Text provided:

........

Audencia Business School is a French grande école and business school located in Nantes, France. It is one of the only 0.5% of business schools in the world accredited by the Association of MBAs (AMBA), European Quality Improvement System (EQUIS), and the Association to Advance Collegiate Schools of Business (AACSB). Audencia is also BSIS labelled. The school enrolls 6,100 students from almost 90 countries on bachelors, international masters, specialised masters, MBAs, doctorates and executive education courses.

Audencia is often ranked in the top 12 business schools in France . In 2022, the Financial Times ranked its Masters in Management program 47th in the world. Audencia's Full-Time MBA was ranked 58th in the MBA ranking 2018 by CNN expansion and 90th in the world by The Economist (October 2018).

History
Audencia  was founded in 1900 as the École Supérieure de Commerce de Nantes. Until 1970, the school occupied the building which is today home to the city's natural history museum. It then moved into a purpose-built campus of 23,000 m2 to the north of the city centre opposite Nantes University.

In 2000, the school changed its name to Audencia Nantes School of Management. The name "Audencia" is a blend of two words: audientia, which means "listening," and audacia or "boldness."

Since 2004, the school has been associated with the Global Compact, a United Nations initiative that brings together firms, the business world and the civil society united on ten universal principles relative to human rights, working conditions and the environment.

In 2015, the school was reaccredited by the three global accreditations (AMBA, EQUIS, AACSB) for the maximum period of five years.

In 2016, the school changed its name to Audencia Business School which includes the bachelor and masters programmes of former schools SciencesCom and the Ecole Atlantique de Commerce.

In 2017, the school adopted a new legal status and became a public-private partnership (École consulaire or EESC) largely financed by the public Chambers of Commerce in Nantes St-Nazaire.

Grande école degrees 

Audencia is an École consulaire (EESC), a private institution of higher education funded and supervised by the city of Nantes, the local council and the chamber of commerce and industry. As a member of the Conférence des grandes écoles, Audencia has the status of a Grande école. Grandes écoles are elite French institutions of higher education that are separate from, but parallel and often connected to, the main framework of the French public university system. Grandes écoles admit students through an extremely competitive process, and a significant proportion of their graduates occupy the highest levels of French society. Similar to Ivy League schools in the United States, Russell Group in the UK, and C9 League in China, graduation from a grande école is considered the prerequisite credential for any top government, administrative and corporate position in France.

........

Exercise task 1:
Return each line of the listing below that contains the string "grass".
Exercise task 2:
Extend the Audencia Business School text above, starting right after its final sentence.

(Stored data)
........

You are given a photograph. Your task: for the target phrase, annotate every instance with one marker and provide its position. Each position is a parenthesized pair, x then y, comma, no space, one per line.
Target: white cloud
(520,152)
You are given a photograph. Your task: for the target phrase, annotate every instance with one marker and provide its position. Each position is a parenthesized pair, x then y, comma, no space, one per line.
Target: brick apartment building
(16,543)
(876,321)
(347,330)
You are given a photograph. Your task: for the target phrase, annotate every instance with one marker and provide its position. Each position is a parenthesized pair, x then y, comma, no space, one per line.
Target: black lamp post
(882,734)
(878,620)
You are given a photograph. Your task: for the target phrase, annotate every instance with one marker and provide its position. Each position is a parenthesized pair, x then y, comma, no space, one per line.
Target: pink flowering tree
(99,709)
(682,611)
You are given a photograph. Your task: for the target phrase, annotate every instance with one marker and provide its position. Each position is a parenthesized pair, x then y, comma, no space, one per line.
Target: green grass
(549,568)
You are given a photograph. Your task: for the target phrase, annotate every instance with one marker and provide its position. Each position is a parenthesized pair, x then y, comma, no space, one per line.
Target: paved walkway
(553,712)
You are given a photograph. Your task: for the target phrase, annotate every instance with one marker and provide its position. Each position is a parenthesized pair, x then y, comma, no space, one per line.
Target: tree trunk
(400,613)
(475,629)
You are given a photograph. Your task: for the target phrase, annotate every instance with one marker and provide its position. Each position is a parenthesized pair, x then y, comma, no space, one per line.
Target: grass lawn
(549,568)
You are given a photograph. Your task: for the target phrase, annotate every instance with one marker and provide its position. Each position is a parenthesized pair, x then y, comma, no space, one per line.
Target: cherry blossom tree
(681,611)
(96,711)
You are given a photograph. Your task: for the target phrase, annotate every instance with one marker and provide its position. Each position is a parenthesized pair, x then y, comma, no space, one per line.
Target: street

........

Exercise output 1:
Target: green grass
Target: grass lawn

Exercise output 2:
The degrees are accredited by the Conférence des Grandes Écoles and awarded by the Ministry of National Education (France). Higher education business degrees in France are organized into three levels thus facilitating international mobility: the Licence / Bachelor's degrees, and the Master's and Doctorat degrees. The Bachelors and the Masters are organized in semesters: 6 for the Bachelors and 4 for the Masters. Those levels of study include various "parcours" or paths based on UE (Unités d'enseignement or Modules), each worth a defined number of European credits (ECTS). A student accumulates those credits, which are generally transferable between paths. A Bachelors is awarded once 180 ECTS have been obtained (bac + 3); a Masters is awarded once 120 additional credits have been obtained (bac +5). The highly coveted PGE (Grand Ecole Program) ends with the degree of Master's in Management (MiM)

Audencia Business School is also accredited by EQUIS (European Quality Improvement System), AACSB (Association to Advance Collegiate Schools of Business) and Association of MBAs (AMBA). It is among the top 1% business school in the world to have the triple crown (Triple accreditation). Of the 13,670 schools offering business degree programs worldwide, only 89 have triple accreditation as of May 2018.

Academic programmes
Audencia Master in Management (Grande école programme) – Four years including one in-company. 
Audencia Full-Time MBA – Taught in English over a 12-month period. 
Executive MBA – 18 months part-time, taught in French, with international seminars in English.
Euro*MBA – Executive programme run by a consortium of six European business schools including Audencia Nantes. Taught over 24 months through distance learning and six European residential weeks.
MSc in Management-Engineering – An English-language programme followed by students from around 20 French and foreign engineering schools. An 18-month course with a study period abroad. Ranked 55th in the world in the Financial Times’ masters in management ranking (September 2020).
European and International Business Management Programme (EIBM) – Trilingual (English, French, Spanish) programme in 12 and 14-month formats taught in three countries. Run by Audencia Nantes and two academic partners in the UK and Spain. 
International Master in Management (IMM) – Year-long programme taught in English with the possibility of studying on the campus of one of eight exclusive partners.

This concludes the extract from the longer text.